* Fragmento citado
---*---
Mi generación intelectual encontró su bautizo de fuego en el movimiento estudiantil, pero no todos leímos aquellos hechos dramáticos con el mismo lente. Un sector quizá no mayoritario, pero apasionado y militante, vio en el 68 el embrión de una revolución social mucho más profunda que la vieja y desgastada Revolución mexicana, mucho más afín a la nueva y pujante Revolución cubana. Un sector quizá mayoritario, tan apasionado como aquél, pero más silencioso e invertebrado, vivió el 68 como una rebeldía contra el poder, un multitudinario NO a un gobierno autoritario, un régimen antidemocrático y un presidente cegado por el odio.
---*---
* Datos sin procesar
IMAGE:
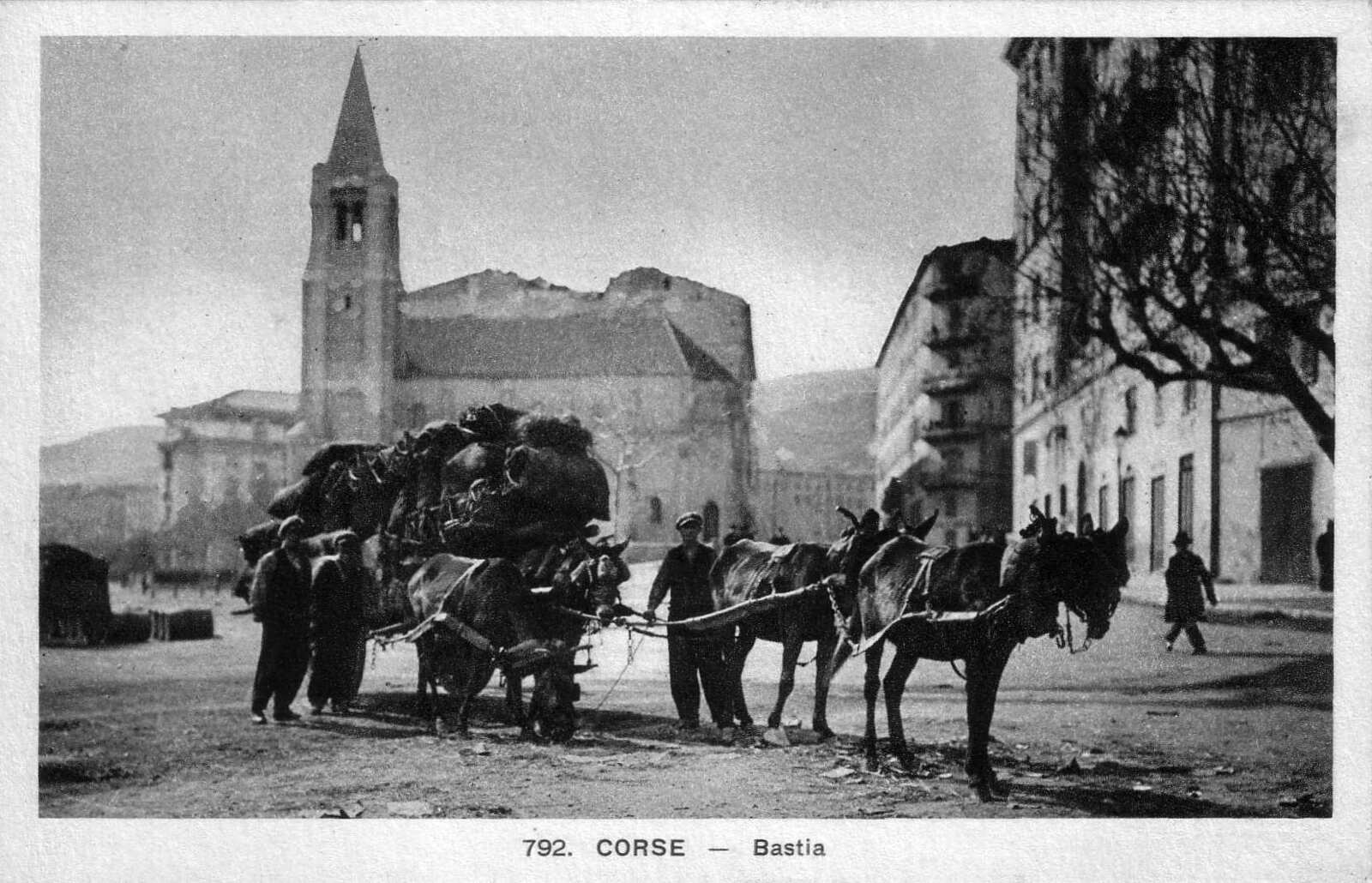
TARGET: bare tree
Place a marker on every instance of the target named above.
(1182, 195)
---*---
* Consigna
Según el fragmento sobre el movimiento estudiantil, ¿a qué revolución veía más afín el 68 el sector apasionado y militante? Responde basándote solo en el fragmento.

* Respuesta correcta
A la nueva y pujante Revolución cubana.